WHAT YOU SHOULD DO:
Collect every line of the records below that contains the word "after".

Stored records:
◇ ◇ ◇ ◇ ◇

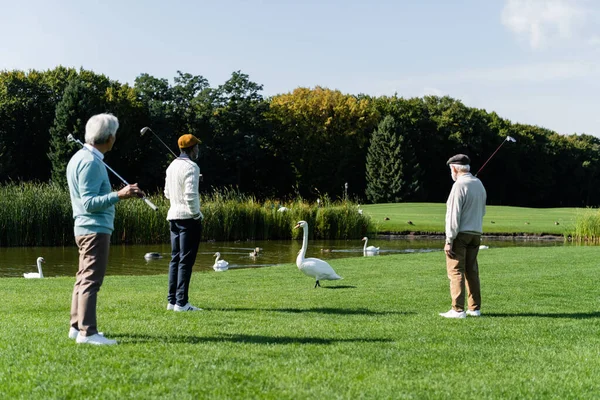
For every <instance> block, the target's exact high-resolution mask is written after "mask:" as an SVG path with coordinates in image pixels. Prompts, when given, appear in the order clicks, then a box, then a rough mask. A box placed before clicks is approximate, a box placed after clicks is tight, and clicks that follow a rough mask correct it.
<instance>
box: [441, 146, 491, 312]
mask: <svg viewBox="0 0 600 400" xmlns="http://www.w3.org/2000/svg"><path fill="white" fill-rule="evenodd" d="M470 163H471V160H470V159H469V157H468V156H466V155H464V154H457V155H455V156H454V157H451V158H450V159H449V160H448V162H447V163H446V164H448V165H449V166H450V172H451V174H452V179H453V180H454V185H452V190H451V191H450V195H449V196H448V201H447V202H446V245H445V246H444V251H445V253H446V270H447V272H448V279H450V296H451V297H452V309H450V311H448V312H445V313H441V314H440V315H441V316H442V317H445V318H465V317H466V316H467V315H470V316H473V317H479V316H480V315H481V311H480V309H481V290H480V286H479V266H478V264H477V254H478V253H479V245H480V243H481V234H482V233H483V216H484V215H485V201H486V196H487V195H486V192H485V188H484V187H483V184H482V183H481V181H480V180H479V179H477V178H476V177H474V176H473V175H471V172H470V170H471V167H470ZM465 283H466V287H467V288H468V291H469V297H468V309H467V310H466V311H465Z"/></svg>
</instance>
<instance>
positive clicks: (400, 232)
mask: <svg viewBox="0 0 600 400" xmlns="http://www.w3.org/2000/svg"><path fill="white" fill-rule="evenodd" d="M361 208H362V209H363V211H364V214H365V215H368V216H370V217H371V219H372V220H371V222H372V224H373V225H374V226H375V227H376V230H377V232H378V233H382V232H395V233H409V232H419V233H442V232H444V223H445V218H446V204H443V203H393V204H372V205H363V206H361ZM581 210H582V209H578V208H525V207H508V206H487V207H486V215H485V217H484V218H483V232H484V234H486V233H488V234H489V233H494V234H500V233H505V234H510V235H514V234H536V235H541V234H551V235H564V234H565V232H570V231H572V230H573V229H574V227H575V225H576V220H577V216H578V213H580V212H581ZM386 218H389V220H386ZM408 221H411V222H412V223H413V224H412V225H411V224H410V223H409V222H408ZM557 223H558V224H557Z"/></svg>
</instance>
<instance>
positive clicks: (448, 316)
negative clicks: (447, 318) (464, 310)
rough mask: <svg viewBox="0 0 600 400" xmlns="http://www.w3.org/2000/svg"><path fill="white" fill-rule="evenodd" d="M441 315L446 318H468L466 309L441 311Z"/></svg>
mask: <svg viewBox="0 0 600 400" xmlns="http://www.w3.org/2000/svg"><path fill="white" fill-rule="evenodd" d="M440 315H441V316H442V317H444V318H459V319H463V318H467V313H466V312H464V311H460V312H459V311H454V310H450V311H448V312H445V313H440Z"/></svg>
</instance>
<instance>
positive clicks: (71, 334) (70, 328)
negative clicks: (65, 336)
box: [69, 327, 104, 339]
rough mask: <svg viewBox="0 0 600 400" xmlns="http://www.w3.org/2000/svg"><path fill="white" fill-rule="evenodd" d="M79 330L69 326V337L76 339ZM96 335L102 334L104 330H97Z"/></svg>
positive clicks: (78, 331)
mask: <svg viewBox="0 0 600 400" xmlns="http://www.w3.org/2000/svg"><path fill="white" fill-rule="evenodd" d="M78 335H79V331H78V330H77V329H75V328H73V327H70V328H69V339H77V336H78ZM98 335H100V336H104V332H98Z"/></svg>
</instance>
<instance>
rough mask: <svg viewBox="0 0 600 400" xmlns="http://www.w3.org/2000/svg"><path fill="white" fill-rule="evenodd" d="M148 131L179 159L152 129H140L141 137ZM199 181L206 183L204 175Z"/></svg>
mask: <svg viewBox="0 0 600 400" xmlns="http://www.w3.org/2000/svg"><path fill="white" fill-rule="evenodd" d="M148 131H150V132H152V134H153V135H154V137H155V138H157V139H158V140H159V141H160V142H161V143H162V144H163V146H165V147H166V148H167V150H169V151H170V152H171V154H173V157H175V158H179V157H178V156H177V154H175V153H174V152H173V150H171V148H170V147H169V146H167V144H166V143H165V142H163V141H162V139H161V138H160V137H158V135H157V134H156V132H154V131H153V130H152V129H150V127H147V126H145V127H143V128H142V129H140V136H144V134H145V133H146V132H148ZM186 161H187V160H186ZM187 162H188V163H190V164H191V163H192V162H191V161H187ZM199 179H200V182H202V181H204V178H203V176H202V174H200V176H199Z"/></svg>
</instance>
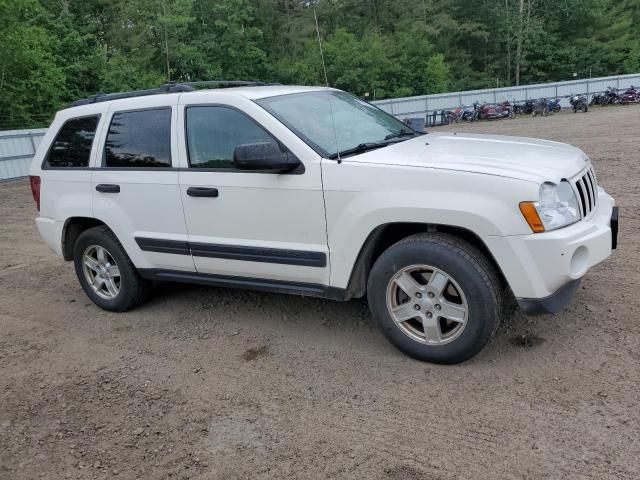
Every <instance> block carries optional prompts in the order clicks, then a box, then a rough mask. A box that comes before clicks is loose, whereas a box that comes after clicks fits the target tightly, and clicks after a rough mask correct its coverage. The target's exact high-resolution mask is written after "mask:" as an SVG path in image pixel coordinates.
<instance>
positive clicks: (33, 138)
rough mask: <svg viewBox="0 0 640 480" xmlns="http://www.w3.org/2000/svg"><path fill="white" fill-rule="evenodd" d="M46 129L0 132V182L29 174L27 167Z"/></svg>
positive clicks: (33, 155)
mask: <svg viewBox="0 0 640 480" xmlns="http://www.w3.org/2000/svg"><path fill="white" fill-rule="evenodd" d="M46 131H47V130H46V129H30V130H9V131H6V132H0V182H2V181H5V180H11V179H13V178H20V177H25V176H27V175H28V174H29V165H30V164H31V160H32V159H33V156H34V155H35V153H36V150H37V149H38V145H39V144H40V140H42V137H43V136H44V134H45V133H46Z"/></svg>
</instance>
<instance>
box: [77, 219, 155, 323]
mask: <svg viewBox="0 0 640 480" xmlns="http://www.w3.org/2000/svg"><path fill="white" fill-rule="evenodd" d="M74 264H75V269H76V275H77V276H78V280H79V281H80V285H81V286H82V289H83V290H84V292H85V293H86V294H87V296H88V297H89V298H90V299H91V300H92V301H93V303H95V304H96V305H98V306H99V307H101V308H104V309H105V310H110V311H114V312H124V311H126V310H129V309H131V308H133V307H135V306H136V305H138V304H140V303H142V302H143V301H144V299H145V298H146V296H147V293H148V290H149V282H148V281H146V280H144V279H143V278H141V277H140V275H139V274H138V272H137V271H136V268H135V267H134V265H133V263H131V260H130V259H129V257H128V256H127V253H126V252H125V251H124V248H123V247H122V245H120V242H119V241H118V239H117V238H116V236H115V235H114V234H113V232H112V231H111V230H109V228H107V227H105V226H100V227H95V228H90V229H89V230H86V231H85V232H83V233H82V234H81V235H80V236H79V237H78V240H77V241H76V244H75V247H74Z"/></svg>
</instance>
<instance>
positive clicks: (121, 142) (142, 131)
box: [104, 108, 171, 167]
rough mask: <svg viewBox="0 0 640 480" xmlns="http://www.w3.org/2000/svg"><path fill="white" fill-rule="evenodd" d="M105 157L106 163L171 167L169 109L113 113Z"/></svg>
mask: <svg viewBox="0 0 640 480" xmlns="http://www.w3.org/2000/svg"><path fill="white" fill-rule="evenodd" d="M104 159H105V162H104V163H105V166H107V167H170V166H171V109H170V108H162V109H157V110H142V111H138V112H120V113H116V114H114V115H113V118H112V119H111V125H110V126H109V133H108V134H107V141H106V143H105V146H104Z"/></svg>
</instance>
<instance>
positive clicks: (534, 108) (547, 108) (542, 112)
mask: <svg viewBox="0 0 640 480" xmlns="http://www.w3.org/2000/svg"><path fill="white" fill-rule="evenodd" d="M531 115H532V116H534V117H537V116H538V115H542V116H543V117H546V116H547V115H549V103H548V102H547V99H546V98H540V99H538V100H535V101H534V103H533V110H532V112H531Z"/></svg>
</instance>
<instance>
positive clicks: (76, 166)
mask: <svg viewBox="0 0 640 480" xmlns="http://www.w3.org/2000/svg"><path fill="white" fill-rule="evenodd" d="M99 121H100V115H94V116H90V117H82V118H74V119H72V120H67V121H66V122H65V123H64V125H62V128H60V131H59V132H58V134H57V135H56V138H55V139H54V140H53V143H52V144H51V147H50V148H49V152H48V153H47V157H46V158H45V161H44V165H43V166H44V168H83V167H88V166H89V158H90V156H91V146H92V145H93V139H94V137H95V135H96V128H97V127H98V122H99Z"/></svg>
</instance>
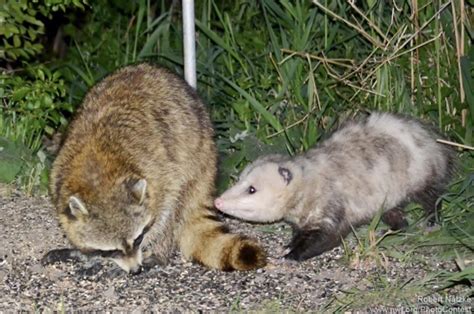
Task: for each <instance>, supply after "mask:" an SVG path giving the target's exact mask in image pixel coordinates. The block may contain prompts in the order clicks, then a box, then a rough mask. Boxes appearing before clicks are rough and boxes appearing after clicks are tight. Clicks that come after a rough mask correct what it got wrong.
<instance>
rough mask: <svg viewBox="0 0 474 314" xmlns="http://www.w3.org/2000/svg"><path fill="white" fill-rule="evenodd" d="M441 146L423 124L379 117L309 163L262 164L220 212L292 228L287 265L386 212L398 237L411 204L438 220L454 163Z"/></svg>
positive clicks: (325, 245) (332, 144)
mask: <svg viewBox="0 0 474 314" xmlns="http://www.w3.org/2000/svg"><path fill="white" fill-rule="evenodd" d="M436 138H437V134H436V132H435V131H434V130H433V129H432V128H431V127H429V126H427V125H425V124H423V123H421V122H419V121H417V120H414V119H410V118H405V117H402V116H399V115H394V114H388V113H373V114H371V115H370V116H369V117H368V118H366V119H362V120H360V121H352V122H349V123H346V125H345V126H343V127H342V128H340V129H339V130H338V131H336V132H335V133H333V134H332V136H330V137H329V139H327V140H326V141H324V142H322V144H321V145H319V146H318V147H316V148H313V149H311V150H309V151H307V152H306V153H305V154H303V155H299V156H297V157H295V158H290V157H287V156H283V155H269V156H265V157H261V158H259V159H257V160H256V161H254V162H253V163H251V164H250V165H248V166H247V168H245V169H244V171H243V172H242V174H241V175H240V179H239V181H238V182H237V183H236V184H235V185H234V186H233V187H232V188H230V189H229V190H228V191H226V192H225V193H223V194H222V195H221V196H220V197H219V198H217V199H216V200H215V205H216V207H217V208H218V209H220V210H221V211H222V212H225V213H227V214H229V215H232V216H235V217H239V218H242V219H246V220H250V221H260V222H271V221H276V220H279V219H284V220H285V221H287V222H289V223H291V224H292V225H293V226H294V231H295V233H294V237H293V240H292V241H291V243H290V245H289V247H290V249H291V251H290V253H289V254H288V255H287V257H288V258H291V259H296V260H304V259H307V258H310V257H313V256H315V255H319V254H321V253H323V252H324V251H327V250H329V249H331V248H333V247H335V246H337V245H339V244H340V242H341V239H342V238H343V237H345V236H346V235H347V234H348V233H349V232H350V230H351V225H352V226H353V227H357V226H358V225H361V224H364V223H367V222H368V221H370V220H371V219H372V218H373V217H374V216H375V215H376V213H377V212H378V211H379V210H380V209H383V211H384V214H383V216H382V220H383V221H384V222H386V223H387V224H388V225H389V226H390V227H391V228H393V229H400V228H403V227H405V226H406V224H407V223H406V220H405V219H404V217H403V212H402V209H403V208H404V207H405V205H406V204H407V203H408V202H411V201H414V202H417V203H419V204H420V205H421V206H422V207H423V208H424V209H425V210H426V213H427V214H428V215H434V214H435V213H436V210H437V207H438V206H437V205H436V204H437V200H438V198H439V196H440V195H441V194H442V193H443V192H444V191H445V188H446V185H447V183H448V182H449V180H450V177H451V174H452V171H453V158H454V155H453V152H452V150H451V149H450V148H449V147H448V146H445V145H443V144H439V143H437V142H436ZM438 205H439V204H438Z"/></svg>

◇ ◇ ◇ ◇ ◇

SOLUTION FOR THIS EXERCISE:
For every <instance> block, the target's exact high-resolution mask is written after "mask:" as an SVG path with coordinates in image pixels. Prompts, when given, appear in the order clicks, then a box, then a rough mask. A box placed before clicks is approximate, a box placed after clicks is tight, and clicks that follow a rough mask correct it.
Every <instance> block carries optional prompts in the order clicks, then a box, then a rough mask. A box that comes before clicks is loose, whereas a box that comes after clicks fits the target tightly, and clicks after a rough mask correct its coverage. The target's exact high-resolution mask is written after "mask:" as an SVG path in image pixel coordinates.
Task: for each <instance>, supply after "mask:" an SVG path giving the target's exact mask in image pixel coordinates. The block may contain prompts in the order clicks, then a box, then a rough mask. Boxes appearing before clicks are rough and boxes appearing after clicks are tight. Clicks that come after a rough mask correct what it got wrong.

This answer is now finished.